* [Image segmentation listing]:

=-=-=-=-=

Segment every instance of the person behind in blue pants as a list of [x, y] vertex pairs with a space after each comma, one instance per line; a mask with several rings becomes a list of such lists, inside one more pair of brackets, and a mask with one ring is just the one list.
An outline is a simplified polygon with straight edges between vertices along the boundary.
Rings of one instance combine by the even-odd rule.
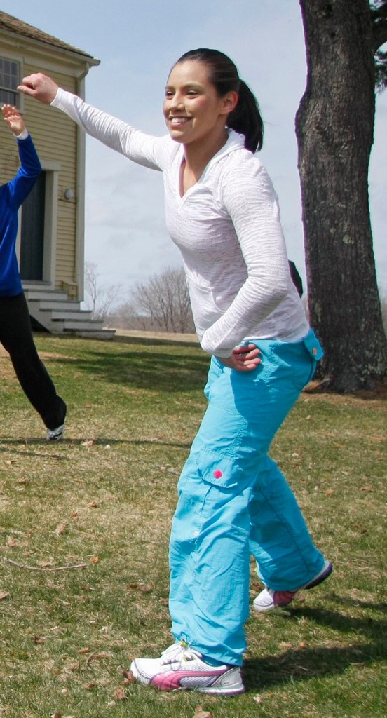
[[66, 404], [39, 358], [15, 251], [17, 213], [42, 168], [21, 113], [11, 105], [3, 105], [1, 111], [15, 136], [20, 168], [13, 180], [0, 187], [0, 342], [23, 391], [45, 424], [46, 438], [58, 441], [65, 430]]
[[[159, 689], [244, 690], [249, 558], [266, 588], [254, 607], [286, 605], [332, 564], [316, 548], [270, 444], [322, 350], [289, 271], [276, 195], [256, 154], [256, 98], [223, 53], [185, 53], [167, 81], [168, 134], [145, 134], [33, 73], [22, 92], [164, 174], [168, 230], [184, 263], [196, 330], [211, 355], [208, 406], [179, 481], [169, 610], [174, 642], [135, 658]], [[289, 597], [291, 597], [289, 598]]]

=-=-=-=-=

* [Required task]:
Rewrite the listing above with "vertex pairs" swapped for "coordinate pairs" and everything else left as it is. Omit the pictures from your answer.

* [Output]:
Segment every instance of the person behind in blue pants as a list of [x, y] coordinate pairs with a space after each comma, one instance per line; a mask with several rings becomes a list of such lists, inside one more pair of brackets, and a mask with one ring is just the one list.
An outline is a simplified polygon with straight edges between vertices along the boundary.
Rings of one instance combine by the even-odd rule.
[[66, 404], [39, 358], [15, 251], [17, 213], [42, 168], [21, 113], [11, 105], [3, 105], [1, 111], [15, 136], [20, 168], [13, 180], [0, 187], [0, 342], [23, 391], [45, 424], [46, 438], [58, 441], [65, 430]]
[[[159, 689], [244, 690], [249, 558], [266, 588], [254, 607], [286, 605], [332, 564], [316, 548], [270, 444], [322, 350], [289, 271], [276, 195], [256, 154], [256, 98], [223, 53], [185, 53], [167, 81], [168, 134], [145, 134], [33, 73], [22, 92], [164, 174], [168, 230], [184, 263], [196, 330], [211, 355], [208, 406], [179, 481], [169, 610], [174, 642], [135, 658]], [[289, 597], [291, 597], [289, 598]]]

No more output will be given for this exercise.